# AVAILABLE RECORDS:
.....

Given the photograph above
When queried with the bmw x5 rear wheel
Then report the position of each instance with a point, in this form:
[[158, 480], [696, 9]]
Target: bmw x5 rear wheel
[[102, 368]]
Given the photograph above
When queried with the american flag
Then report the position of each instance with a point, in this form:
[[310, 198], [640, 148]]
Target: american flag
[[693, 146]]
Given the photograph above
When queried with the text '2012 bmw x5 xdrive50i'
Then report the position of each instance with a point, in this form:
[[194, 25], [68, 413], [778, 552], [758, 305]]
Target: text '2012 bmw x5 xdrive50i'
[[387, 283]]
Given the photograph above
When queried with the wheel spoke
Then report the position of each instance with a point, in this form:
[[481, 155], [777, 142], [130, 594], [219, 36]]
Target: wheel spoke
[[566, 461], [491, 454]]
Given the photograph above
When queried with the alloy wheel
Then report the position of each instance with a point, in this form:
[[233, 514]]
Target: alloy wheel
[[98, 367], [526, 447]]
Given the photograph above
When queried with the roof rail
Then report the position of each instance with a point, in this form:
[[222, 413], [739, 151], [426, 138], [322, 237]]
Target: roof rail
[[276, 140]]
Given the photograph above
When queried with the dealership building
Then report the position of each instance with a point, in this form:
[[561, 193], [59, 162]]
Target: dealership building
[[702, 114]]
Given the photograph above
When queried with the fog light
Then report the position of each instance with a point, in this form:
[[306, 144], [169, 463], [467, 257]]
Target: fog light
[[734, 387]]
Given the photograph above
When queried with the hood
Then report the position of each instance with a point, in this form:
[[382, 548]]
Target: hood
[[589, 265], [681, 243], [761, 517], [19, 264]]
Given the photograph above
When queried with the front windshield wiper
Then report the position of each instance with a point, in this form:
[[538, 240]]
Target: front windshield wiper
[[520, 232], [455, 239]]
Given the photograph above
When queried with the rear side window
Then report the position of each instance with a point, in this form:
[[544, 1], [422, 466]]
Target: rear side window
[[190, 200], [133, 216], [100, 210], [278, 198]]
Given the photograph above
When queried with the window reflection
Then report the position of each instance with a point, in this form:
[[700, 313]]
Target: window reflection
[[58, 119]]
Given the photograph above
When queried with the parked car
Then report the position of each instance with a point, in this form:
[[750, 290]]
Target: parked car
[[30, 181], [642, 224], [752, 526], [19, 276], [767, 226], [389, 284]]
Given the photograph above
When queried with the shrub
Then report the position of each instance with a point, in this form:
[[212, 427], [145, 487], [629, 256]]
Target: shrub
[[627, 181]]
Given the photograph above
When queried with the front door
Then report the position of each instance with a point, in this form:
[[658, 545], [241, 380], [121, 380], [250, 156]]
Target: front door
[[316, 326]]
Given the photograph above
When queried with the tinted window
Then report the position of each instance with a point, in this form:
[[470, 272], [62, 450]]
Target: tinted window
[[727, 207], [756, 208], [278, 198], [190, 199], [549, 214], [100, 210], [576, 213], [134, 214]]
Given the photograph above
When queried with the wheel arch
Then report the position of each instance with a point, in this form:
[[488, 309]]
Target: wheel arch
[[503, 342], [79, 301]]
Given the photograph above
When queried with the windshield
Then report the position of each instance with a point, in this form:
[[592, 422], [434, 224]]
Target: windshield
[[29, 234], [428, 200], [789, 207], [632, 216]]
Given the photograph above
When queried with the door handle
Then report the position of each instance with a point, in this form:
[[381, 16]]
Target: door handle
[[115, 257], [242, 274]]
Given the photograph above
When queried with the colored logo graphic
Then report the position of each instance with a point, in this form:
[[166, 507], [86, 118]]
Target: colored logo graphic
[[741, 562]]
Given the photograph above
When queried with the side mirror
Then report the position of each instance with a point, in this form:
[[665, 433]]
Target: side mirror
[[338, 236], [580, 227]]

.....

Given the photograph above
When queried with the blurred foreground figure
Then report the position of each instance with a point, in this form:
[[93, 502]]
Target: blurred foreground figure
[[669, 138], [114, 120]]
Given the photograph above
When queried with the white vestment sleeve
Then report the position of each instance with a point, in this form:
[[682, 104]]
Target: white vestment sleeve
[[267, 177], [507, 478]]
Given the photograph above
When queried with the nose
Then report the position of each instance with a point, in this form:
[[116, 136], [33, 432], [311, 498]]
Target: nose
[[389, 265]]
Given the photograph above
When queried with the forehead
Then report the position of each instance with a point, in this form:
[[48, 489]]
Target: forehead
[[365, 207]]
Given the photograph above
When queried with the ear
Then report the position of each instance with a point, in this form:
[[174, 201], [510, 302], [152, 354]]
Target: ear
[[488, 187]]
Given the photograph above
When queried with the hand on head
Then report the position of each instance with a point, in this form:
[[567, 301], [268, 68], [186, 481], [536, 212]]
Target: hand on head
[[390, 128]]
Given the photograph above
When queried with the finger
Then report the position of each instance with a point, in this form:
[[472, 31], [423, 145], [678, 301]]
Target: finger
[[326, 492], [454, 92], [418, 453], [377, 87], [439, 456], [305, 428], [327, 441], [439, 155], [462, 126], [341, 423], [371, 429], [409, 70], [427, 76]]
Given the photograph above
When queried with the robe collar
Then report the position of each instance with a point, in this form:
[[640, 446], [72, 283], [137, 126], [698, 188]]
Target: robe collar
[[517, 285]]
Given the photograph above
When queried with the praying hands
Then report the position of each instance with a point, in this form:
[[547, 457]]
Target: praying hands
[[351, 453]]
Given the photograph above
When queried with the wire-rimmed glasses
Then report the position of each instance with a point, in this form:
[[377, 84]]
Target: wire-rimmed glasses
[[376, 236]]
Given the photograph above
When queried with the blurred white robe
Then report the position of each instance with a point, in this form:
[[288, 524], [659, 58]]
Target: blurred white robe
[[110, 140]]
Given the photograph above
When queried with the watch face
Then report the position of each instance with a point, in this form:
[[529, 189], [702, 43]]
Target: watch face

.....

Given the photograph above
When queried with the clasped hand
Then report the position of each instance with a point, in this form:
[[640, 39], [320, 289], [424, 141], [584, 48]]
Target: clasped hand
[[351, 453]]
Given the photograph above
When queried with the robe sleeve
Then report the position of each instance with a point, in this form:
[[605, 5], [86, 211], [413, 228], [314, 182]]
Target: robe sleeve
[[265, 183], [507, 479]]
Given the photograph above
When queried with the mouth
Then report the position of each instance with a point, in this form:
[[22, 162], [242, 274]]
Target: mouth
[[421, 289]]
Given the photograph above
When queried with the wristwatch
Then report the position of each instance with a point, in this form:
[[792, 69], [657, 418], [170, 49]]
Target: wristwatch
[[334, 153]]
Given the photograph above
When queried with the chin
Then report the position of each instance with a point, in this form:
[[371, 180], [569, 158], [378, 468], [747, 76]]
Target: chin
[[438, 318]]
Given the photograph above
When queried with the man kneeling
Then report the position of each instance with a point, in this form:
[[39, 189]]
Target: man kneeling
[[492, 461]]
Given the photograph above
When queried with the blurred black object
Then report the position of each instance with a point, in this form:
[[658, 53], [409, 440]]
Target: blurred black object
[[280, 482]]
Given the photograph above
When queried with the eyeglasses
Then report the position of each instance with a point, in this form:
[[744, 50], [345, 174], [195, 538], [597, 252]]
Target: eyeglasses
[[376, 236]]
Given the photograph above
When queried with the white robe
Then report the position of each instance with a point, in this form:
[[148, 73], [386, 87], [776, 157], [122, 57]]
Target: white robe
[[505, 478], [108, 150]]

.....

# PROBLEM:
From the listing above, return every line that contains the string "window", matching case exactly.

# PROBLEM SOLUTION:
When queried with the rear side window
Target: rear side window
When queried with the window reflection
Target: window reflection
When queried with the tinted window
Target: tinted window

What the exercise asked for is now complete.